Items from a data source:
────────

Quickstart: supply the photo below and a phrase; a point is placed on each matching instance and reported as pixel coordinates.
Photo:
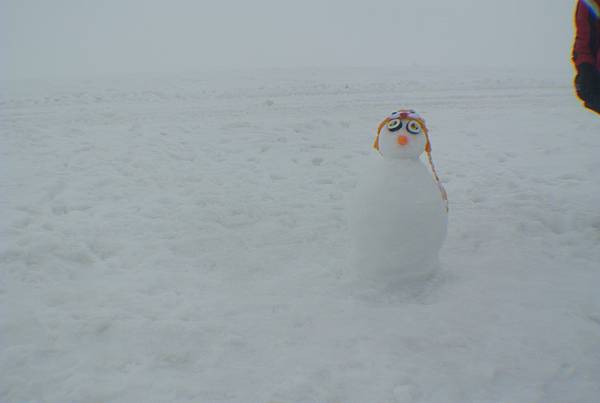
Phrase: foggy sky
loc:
(89, 37)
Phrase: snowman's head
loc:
(403, 134)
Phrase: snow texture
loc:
(186, 238)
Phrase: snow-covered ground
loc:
(185, 238)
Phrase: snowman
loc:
(400, 217)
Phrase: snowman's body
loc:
(400, 224)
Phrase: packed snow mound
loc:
(398, 222)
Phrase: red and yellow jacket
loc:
(586, 48)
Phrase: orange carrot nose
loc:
(402, 140)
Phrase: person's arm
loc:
(582, 51)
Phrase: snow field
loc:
(185, 238)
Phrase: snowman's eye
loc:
(413, 127)
(394, 124)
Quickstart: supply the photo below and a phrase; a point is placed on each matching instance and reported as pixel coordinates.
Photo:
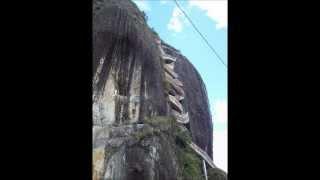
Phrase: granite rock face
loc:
(137, 132)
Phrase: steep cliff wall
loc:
(147, 106)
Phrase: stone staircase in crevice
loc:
(175, 97)
(176, 92)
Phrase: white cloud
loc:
(215, 10)
(163, 2)
(176, 21)
(220, 111)
(143, 5)
(220, 149)
(220, 133)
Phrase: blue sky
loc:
(211, 19)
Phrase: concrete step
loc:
(175, 104)
(203, 154)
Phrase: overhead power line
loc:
(205, 40)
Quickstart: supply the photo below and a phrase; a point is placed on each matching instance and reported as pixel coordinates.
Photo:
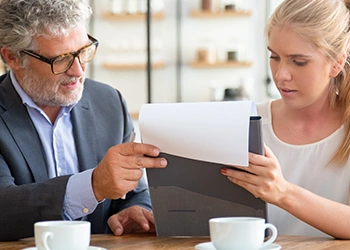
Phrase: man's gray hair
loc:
(23, 20)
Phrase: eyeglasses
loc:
(62, 63)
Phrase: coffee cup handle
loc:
(44, 238)
(273, 236)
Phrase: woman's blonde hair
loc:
(325, 24)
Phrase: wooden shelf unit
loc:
(226, 13)
(227, 64)
(135, 66)
(130, 17)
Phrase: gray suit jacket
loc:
(100, 120)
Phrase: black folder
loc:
(188, 192)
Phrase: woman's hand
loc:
(263, 178)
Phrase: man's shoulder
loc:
(99, 89)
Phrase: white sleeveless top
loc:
(305, 166)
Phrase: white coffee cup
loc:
(243, 233)
(58, 235)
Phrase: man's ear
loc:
(338, 65)
(13, 61)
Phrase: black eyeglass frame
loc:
(52, 60)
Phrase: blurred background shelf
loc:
(221, 65)
(226, 13)
(130, 17)
(134, 66)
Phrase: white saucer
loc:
(210, 246)
(89, 248)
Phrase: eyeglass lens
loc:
(63, 63)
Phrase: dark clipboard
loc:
(187, 193)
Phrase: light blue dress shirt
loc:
(60, 152)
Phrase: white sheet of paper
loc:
(207, 131)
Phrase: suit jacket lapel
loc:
(20, 126)
(84, 134)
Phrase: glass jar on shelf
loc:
(211, 5)
(207, 52)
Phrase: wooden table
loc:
(151, 242)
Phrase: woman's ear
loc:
(338, 65)
(13, 61)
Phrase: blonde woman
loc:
(305, 173)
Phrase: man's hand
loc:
(134, 219)
(120, 169)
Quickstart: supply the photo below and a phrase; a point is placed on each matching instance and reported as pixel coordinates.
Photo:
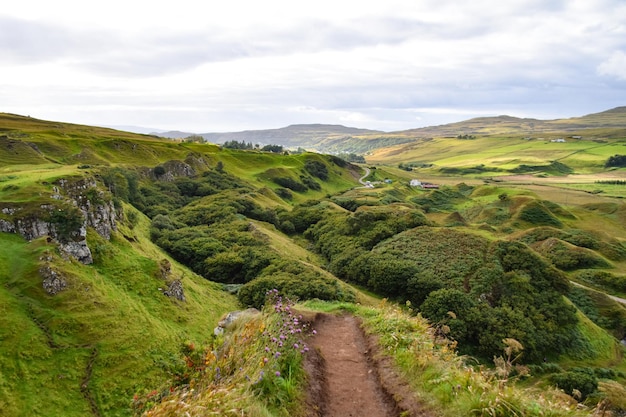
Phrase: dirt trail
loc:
(348, 378)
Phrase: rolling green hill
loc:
(121, 252)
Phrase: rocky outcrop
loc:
(175, 290)
(171, 170)
(53, 282)
(229, 319)
(75, 204)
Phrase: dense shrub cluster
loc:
(478, 292)
(538, 214)
(290, 183)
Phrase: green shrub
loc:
(290, 183)
(303, 286)
(536, 213)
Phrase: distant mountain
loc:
(337, 138)
(315, 137)
(508, 125)
(135, 129)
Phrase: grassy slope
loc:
(123, 296)
(112, 318)
(112, 310)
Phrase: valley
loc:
(123, 252)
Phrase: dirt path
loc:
(347, 376)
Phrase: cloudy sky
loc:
(209, 66)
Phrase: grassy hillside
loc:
(111, 333)
(487, 257)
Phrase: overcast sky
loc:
(210, 66)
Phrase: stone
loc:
(175, 290)
(53, 283)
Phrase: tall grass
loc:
(446, 381)
(254, 369)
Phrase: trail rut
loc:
(349, 378)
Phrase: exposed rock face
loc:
(78, 250)
(174, 169)
(175, 289)
(53, 282)
(96, 208)
(231, 317)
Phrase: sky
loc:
(207, 66)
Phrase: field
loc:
(486, 256)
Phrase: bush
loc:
(290, 183)
(536, 213)
(304, 286)
(578, 381)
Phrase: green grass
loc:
(113, 307)
(444, 381)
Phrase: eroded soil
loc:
(348, 377)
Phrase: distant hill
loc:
(508, 125)
(316, 137)
(337, 138)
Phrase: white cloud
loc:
(249, 64)
(614, 66)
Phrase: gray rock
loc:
(175, 290)
(231, 317)
(78, 250)
(53, 282)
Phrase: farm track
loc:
(349, 377)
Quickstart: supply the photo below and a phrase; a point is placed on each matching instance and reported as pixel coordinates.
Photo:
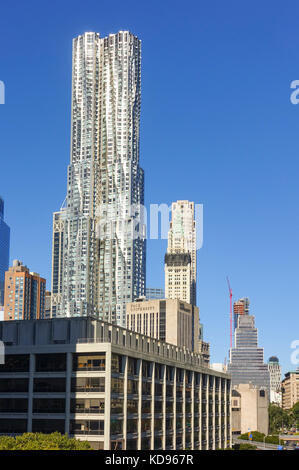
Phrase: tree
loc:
(295, 413)
(278, 418)
(38, 441)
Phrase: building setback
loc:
(275, 380)
(249, 409)
(25, 294)
(4, 250)
(290, 389)
(169, 320)
(180, 259)
(115, 388)
(154, 293)
(98, 261)
(241, 307)
(246, 363)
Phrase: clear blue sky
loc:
(217, 128)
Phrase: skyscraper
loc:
(4, 250)
(275, 380)
(98, 262)
(25, 294)
(246, 363)
(180, 259)
(241, 307)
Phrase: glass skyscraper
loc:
(4, 250)
(97, 264)
(246, 358)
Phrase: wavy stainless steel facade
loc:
(94, 270)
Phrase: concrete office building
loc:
(154, 293)
(180, 259)
(169, 320)
(275, 380)
(246, 364)
(25, 293)
(115, 388)
(290, 389)
(4, 250)
(98, 261)
(249, 409)
(241, 307)
(48, 304)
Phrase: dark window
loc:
(13, 385)
(88, 384)
(51, 405)
(15, 363)
(49, 385)
(12, 426)
(89, 362)
(50, 362)
(87, 427)
(47, 426)
(87, 405)
(13, 405)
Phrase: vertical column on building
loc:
(30, 391)
(68, 379)
(164, 408)
(214, 411)
(200, 411)
(153, 407)
(184, 408)
(108, 399)
(208, 412)
(125, 410)
(139, 404)
(192, 410)
(174, 408)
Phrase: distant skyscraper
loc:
(246, 358)
(180, 259)
(25, 294)
(275, 380)
(154, 293)
(97, 265)
(4, 250)
(241, 307)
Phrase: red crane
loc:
(230, 311)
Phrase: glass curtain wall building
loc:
(246, 358)
(98, 265)
(4, 250)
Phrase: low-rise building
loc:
(250, 409)
(116, 388)
(169, 320)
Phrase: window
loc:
(50, 362)
(89, 362)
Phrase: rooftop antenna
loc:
(230, 311)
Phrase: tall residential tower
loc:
(246, 363)
(98, 262)
(180, 259)
(4, 250)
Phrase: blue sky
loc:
(217, 128)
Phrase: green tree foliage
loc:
(247, 447)
(256, 436)
(38, 441)
(295, 413)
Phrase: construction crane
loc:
(230, 311)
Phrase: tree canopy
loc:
(38, 441)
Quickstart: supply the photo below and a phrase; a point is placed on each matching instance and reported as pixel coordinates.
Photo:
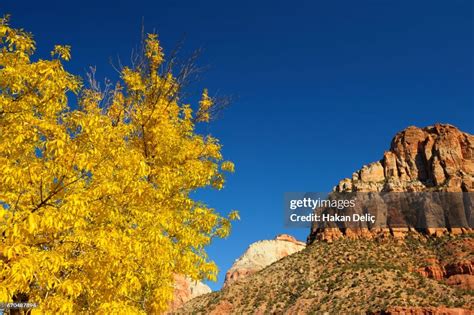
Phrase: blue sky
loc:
(321, 87)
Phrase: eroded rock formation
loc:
(438, 158)
(186, 289)
(261, 254)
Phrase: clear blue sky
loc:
(322, 86)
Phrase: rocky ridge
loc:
(261, 254)
(438, 158)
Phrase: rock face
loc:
(438, 158)
(186, 289)
(261, 254)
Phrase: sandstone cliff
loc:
(438, 158)
(261, 254)
(186, 289)
(373, 271)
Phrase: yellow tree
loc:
(95, 207)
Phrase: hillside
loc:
(427, 269)
(347, 275)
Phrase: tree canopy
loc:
(95, 207)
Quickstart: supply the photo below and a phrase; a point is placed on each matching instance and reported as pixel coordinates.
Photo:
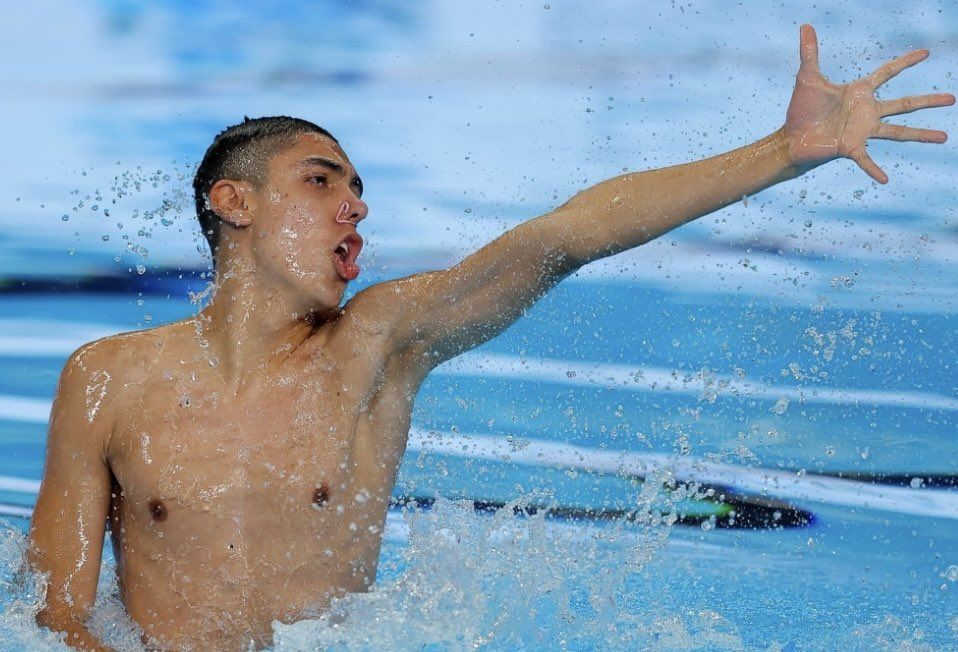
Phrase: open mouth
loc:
(345, 255)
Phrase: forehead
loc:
(307, 146)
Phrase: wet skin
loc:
(237, 501)
(244, 458)
(232, 510)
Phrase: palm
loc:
(826, 121)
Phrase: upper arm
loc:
(438, 315)
(69, 521)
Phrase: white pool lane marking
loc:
(618, 377)
(657, 379)
(807, 488)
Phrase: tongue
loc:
(348, 271)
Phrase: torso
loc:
(231, 511)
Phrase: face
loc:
(305, 218)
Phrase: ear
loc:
(232, 201)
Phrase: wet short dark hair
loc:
(242, 152)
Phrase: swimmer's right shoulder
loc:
(113, 363)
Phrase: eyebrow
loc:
(332, 165)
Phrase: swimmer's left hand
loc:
(827, 121)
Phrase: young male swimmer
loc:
(244, 459)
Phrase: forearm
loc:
(632, 209)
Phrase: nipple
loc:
(320, 495)
(157, 509)
(343, 215)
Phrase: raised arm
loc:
(66, 533)
(444, 313)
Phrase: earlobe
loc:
(228, 199)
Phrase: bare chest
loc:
(184, 443)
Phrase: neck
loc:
(253, 323)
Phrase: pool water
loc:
(740, 436)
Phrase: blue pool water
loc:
(796, 349)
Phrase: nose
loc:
(352, 212)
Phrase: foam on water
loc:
(463, 580)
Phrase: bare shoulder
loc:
(98, 375)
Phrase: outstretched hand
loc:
(827, 121)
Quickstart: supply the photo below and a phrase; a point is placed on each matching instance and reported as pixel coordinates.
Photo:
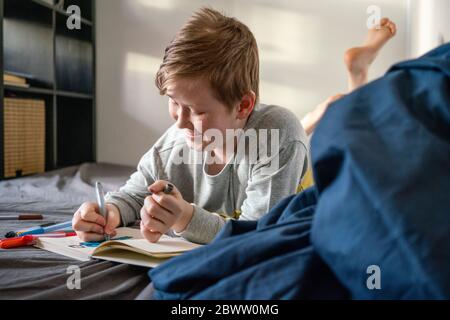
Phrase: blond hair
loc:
(215, 47)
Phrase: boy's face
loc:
(195, 109)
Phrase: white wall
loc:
(429, 25)
(301, 49)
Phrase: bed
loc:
(31, 273)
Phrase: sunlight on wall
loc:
(137, 62)
(157, 4)
(284, 36)
(141, 99)
(295, 99)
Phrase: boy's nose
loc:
(183, 119)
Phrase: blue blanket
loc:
(377, 224)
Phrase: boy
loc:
(210, 72)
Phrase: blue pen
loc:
(41, 230)
(101, 204)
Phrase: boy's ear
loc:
(246, 105)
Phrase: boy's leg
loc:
(359, 59)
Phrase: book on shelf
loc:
(127, 247)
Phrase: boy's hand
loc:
(162, 212)
(91, 226)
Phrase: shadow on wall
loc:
(301, 51)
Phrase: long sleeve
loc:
(130, 198)
(263, 192)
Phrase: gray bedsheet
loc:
(31, 273)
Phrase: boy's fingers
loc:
(90, 236)
(157, 186)
(85, 226)
(153, 209)
(167, 202)
(92, 216)
(150, 236)
(112, 223)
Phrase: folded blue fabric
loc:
(381, 161)
(269, 259)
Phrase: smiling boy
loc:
(210, 72)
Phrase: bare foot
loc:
(359, 59)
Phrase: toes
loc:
(393, 28)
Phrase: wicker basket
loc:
(24, 137)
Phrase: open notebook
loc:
(132, 249)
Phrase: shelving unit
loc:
(61, 62)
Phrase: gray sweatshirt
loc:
(246, 188)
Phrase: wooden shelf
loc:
(29, 90)
(74, 95)
(59, 66)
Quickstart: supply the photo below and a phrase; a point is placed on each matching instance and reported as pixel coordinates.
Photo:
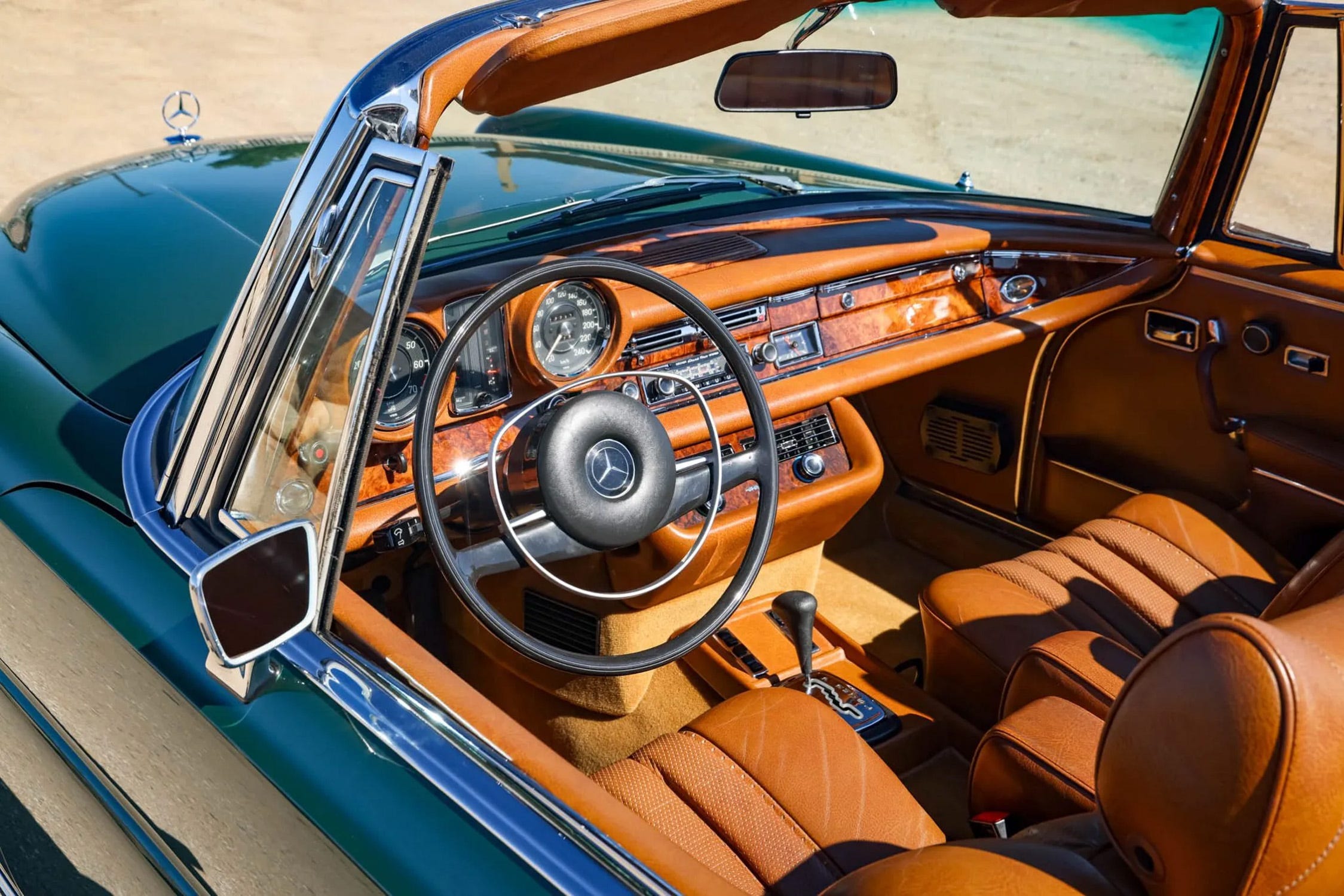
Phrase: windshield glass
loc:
(1085, 112)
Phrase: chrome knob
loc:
(810, 468)
(765, 354)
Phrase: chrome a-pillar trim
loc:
(382, 100)
(427, 735)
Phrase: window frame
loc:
(1272, 53)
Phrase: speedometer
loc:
(408, 375)
(570, 330)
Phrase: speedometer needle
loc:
(564, 333)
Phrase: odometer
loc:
(570, 330)
(408, 375)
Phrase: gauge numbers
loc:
(405, 379)
(570, 330)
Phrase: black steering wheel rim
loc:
(423, 464)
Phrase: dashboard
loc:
(812, 301)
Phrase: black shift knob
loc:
(799, 610)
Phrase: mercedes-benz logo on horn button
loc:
(611, 469)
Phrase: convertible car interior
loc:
(867, 542)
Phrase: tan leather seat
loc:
(1219, 773)
(773, 791)
(1152, 564)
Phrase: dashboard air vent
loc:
(700, 249)
(965, 435)
(559, 625)
(665, 337)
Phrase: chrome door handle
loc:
(1172, 331)
(1307, 360)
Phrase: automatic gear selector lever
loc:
(799, 610)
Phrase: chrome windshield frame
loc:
(381, 101)
(177, 481)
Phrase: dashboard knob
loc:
(810, 468)
(765, 354)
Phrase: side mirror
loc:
(807, 81)
(257, 593)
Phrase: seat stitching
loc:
(1194, 562)
(1097, 582)
(952, 630)
(1100, 576)
(1070, 671)
(772, 803)
(1039, 760)
(1054, 609)
(1339, 830)
(708, 823)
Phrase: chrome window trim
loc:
(387, 90)
(1297, 485)
(425, 734)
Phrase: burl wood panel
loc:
(835, 457)
(452, 445)
(892, 288)
(1055, 277)
(926, 312)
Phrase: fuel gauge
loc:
(482, 371)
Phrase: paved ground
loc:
(84, 79)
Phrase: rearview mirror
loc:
(257, 593)
(806, 81)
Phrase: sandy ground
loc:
(1049, 108)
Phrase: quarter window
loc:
(287, 472)
(1289, 191)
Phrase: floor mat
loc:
(870, 585)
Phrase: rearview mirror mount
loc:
(257, 593)
(807, 81)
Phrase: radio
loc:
(706, 371)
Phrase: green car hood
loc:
(116, 277)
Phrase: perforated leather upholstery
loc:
(1155, 563)
(773, 791)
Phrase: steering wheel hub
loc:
(607, 469)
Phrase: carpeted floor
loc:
(870, 587)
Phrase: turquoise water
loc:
(1186, 39)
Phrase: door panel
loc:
(1128, 409)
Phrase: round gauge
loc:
(570, 330)
(416, 349)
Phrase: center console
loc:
(898, 719)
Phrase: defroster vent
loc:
(962, 434)
(559, 625)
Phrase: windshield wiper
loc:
(654, 194)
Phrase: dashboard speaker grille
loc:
(709, 249)
(559, 625)
(964, 435)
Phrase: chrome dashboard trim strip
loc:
(433, 741)
(382, 100)
(1297, 485)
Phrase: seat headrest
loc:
(1222, 763)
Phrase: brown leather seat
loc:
(1152, 564)
(1219, 773)
(774, 793)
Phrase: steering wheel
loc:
(600, 472)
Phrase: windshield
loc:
(1085, 112)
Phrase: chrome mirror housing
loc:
(257, 593)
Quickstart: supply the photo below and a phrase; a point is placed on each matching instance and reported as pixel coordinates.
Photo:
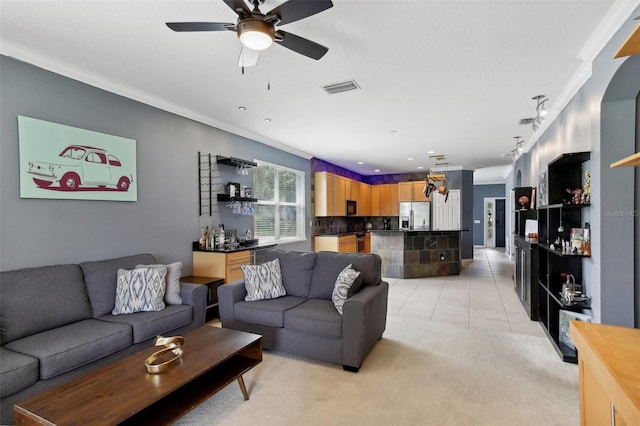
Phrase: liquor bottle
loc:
(207, 237)
(203, 242)
(221, 236)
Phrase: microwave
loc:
(351, 208)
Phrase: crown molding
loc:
(21, 53)
(616, 17)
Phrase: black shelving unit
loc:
(554, 223)
(526, 252)
(235, 162)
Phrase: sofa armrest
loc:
(363, 322)
(228, 295)
(195, 295)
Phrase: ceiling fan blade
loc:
(201, 26)
(301, 45)
(238, 6)
(248, 57)
(294, 10)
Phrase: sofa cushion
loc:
(266, 312)
(263, 281)
(140, 290)
(172, 290)
(345, 281)
(101, 277)
(147, 325)
(316, 317)
(17, 371)
(328, 267)
(297, 269)
(65, 348)
(38, 299)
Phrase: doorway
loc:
(494, 222)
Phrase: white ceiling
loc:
(454, 77)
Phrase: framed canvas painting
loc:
(64, 162)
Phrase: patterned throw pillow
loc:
(263, 281)
(172, 289)
(140, 290)
(345, 280)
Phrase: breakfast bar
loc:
(417, 254)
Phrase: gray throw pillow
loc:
(140, 290)
(345, 280)
(172, 290)
(263, 281)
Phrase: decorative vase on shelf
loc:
(523, 201)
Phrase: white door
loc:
(489, 218)
(446, 214)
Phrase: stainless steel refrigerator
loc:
(415, 216)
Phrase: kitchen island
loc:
(417, 254)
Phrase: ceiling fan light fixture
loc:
(256, 34)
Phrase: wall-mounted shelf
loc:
(630, 161)
(234, 162)
(226, 197)
(204, 184)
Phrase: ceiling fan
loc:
(257, 31)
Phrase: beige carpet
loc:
(420, 373)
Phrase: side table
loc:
(212, 284)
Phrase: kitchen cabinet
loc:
(384, 200)
(412, 191)
(609, 369)
(224, 265)
(337, 243)
(526, 278)
(446, 211)
(340, 196)
(331, 193)
(555, 222)
(364, 203)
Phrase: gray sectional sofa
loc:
(56, 324)
(305, 321)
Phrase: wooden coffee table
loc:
(124, 391)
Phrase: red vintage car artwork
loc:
(80, 167)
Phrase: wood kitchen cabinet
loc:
(217, 264)
(412, 191)
(330, 194)
(384, 200)
(609, 368)
(342, 243)
(364, 203)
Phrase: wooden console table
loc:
(609, 365)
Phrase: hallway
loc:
(482, 296)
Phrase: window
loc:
(279, 213)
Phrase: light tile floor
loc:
(482, 296)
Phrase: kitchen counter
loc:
(417, 253)
(250, 247)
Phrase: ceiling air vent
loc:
(343, 86)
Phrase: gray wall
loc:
(480, 192)
(164, 221)
(587, 123)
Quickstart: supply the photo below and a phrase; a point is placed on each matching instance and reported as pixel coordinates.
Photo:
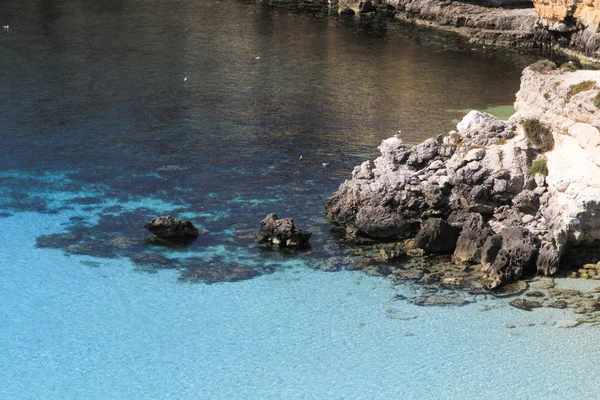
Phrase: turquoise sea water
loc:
(100, 132)
(81, 327)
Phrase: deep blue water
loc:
(101, 132)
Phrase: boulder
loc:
(169, 228)
(436, 236)
(281, 233)
(472, 238)
(516, 256)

────────

TASK TO COMPLETE:
In the records above, some lines may contain the word "rearview"; copy every one of them.

YOUR SOLUTION:
Phrase: rearview mirror
Phrase: rearview mirror mount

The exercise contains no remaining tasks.